TASK BRIEF: Change every "Quickstart" in the rows below to "Guide" and reproduce them with nothing else altered. Leave the pictures out of your answer.

**********

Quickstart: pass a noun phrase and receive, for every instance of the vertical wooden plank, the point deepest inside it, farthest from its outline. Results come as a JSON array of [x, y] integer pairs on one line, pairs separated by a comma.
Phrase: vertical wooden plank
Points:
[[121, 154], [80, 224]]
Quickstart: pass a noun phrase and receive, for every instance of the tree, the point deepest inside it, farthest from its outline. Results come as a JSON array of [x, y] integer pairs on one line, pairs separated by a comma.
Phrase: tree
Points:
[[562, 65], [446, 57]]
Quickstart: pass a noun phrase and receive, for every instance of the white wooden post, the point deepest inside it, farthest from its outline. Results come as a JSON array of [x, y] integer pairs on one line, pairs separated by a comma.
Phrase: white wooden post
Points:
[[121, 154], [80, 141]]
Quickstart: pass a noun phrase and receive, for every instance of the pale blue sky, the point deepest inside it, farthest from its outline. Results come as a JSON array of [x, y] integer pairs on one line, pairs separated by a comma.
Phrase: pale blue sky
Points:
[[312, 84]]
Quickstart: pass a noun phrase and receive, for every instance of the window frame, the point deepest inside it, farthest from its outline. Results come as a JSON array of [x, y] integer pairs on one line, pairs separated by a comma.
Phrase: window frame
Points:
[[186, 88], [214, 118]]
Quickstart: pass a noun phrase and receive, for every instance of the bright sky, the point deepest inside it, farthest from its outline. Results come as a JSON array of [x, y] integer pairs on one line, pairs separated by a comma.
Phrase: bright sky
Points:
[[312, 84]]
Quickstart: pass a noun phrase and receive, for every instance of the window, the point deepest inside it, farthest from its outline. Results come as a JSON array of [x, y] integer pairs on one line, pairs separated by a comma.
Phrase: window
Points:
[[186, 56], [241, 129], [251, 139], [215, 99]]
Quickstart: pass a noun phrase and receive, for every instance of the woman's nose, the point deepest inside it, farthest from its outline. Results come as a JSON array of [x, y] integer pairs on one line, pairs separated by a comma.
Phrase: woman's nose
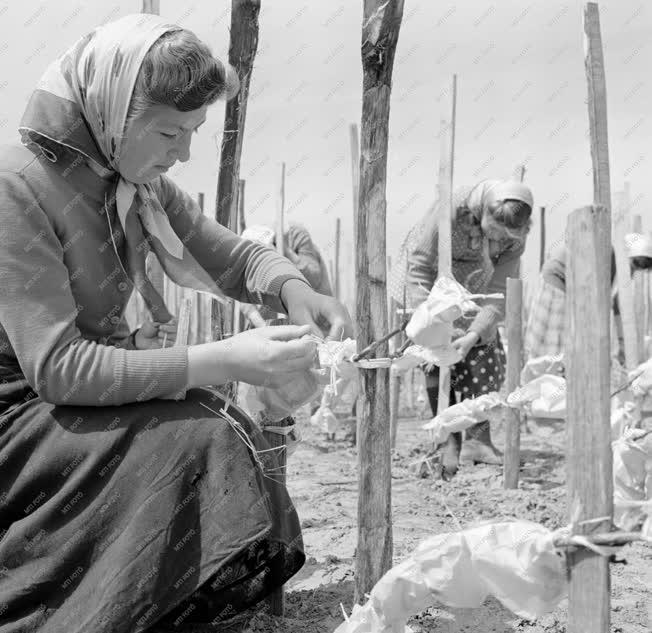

**********

CORRECT RESULT:
Guide: pass a noun phrase and receive, for every instance of the vertical wooden plank, the point deepest inside it, farthest from its outline. Results come as a JSON array of [x, y] integer pairs on one line, pairs separated by a comma.
Phrase: vertical wooden plank
Points:
[[121, 154], [80, 224]]
Guide: pass a noun phrase and receive, for every instance of the tree, the point deepest inside it, farthest from its outline. Results come as a JSON array of [x, y] integer pairs on one line, pairs separated by a comma.
Phrase: tree
Points:
[[562, 65], [446, 57]]
Guide: pass a noun phrase and receive, for every instance of the white wooden post, the point deepest inside it, farthest from its outline. Results come as a JSON array of [x, y] integer pairs on one line, pairs separated by a comma.
Phrase: white wooden post
Points:
[[121, 154], [80, 141]]
Guide: pass a noun phrase and receive, for every instance of the pale blue sky, the point deepest inside it, farthest from its outline. Results come as a JSON array of [x, y] integer pairs on one line, pairs separated by a comma.
Phrase: pale blue sky
Points:
[[312, 84]]
Guide: pass a noun phrase and receive, for every instance of the window frame, the point deepest inside it, farthest from its outline. Results come as a JSON array of [x, y] integer pairs on one line, pairs separated by a comma.
Phrase: window frame
Points:
[[186, 88], [214, 118]]
Guide: pass a noun phrase and receive, for every instance of the bright sky, the point deepest inside it, farthest from its outline. Results come as a JSON array of [x, y] integer pairs on one line, pairs separated by a comma.
Phrase: bright sky
Points:
[[312, 84]]
Guide: pass a noun phrase and receive, for every instance of the window, the point deepest inside it, farthest from its outline. Results come as a JSON array of [x, y] integer pairs on one line, pairs separated by a comma.
Phrase: window
Points:
[[186, 56], [241, 129], [251, 139], [215, 99]]
Guide: pass a noun phrase and receive, for every instance of the woman's nose, the point deepest inside it, farthest from its outline. Results come as a JSON array of [x, y] integer pairs on one line, pairs separated by a comma.
Phrase: woman's nose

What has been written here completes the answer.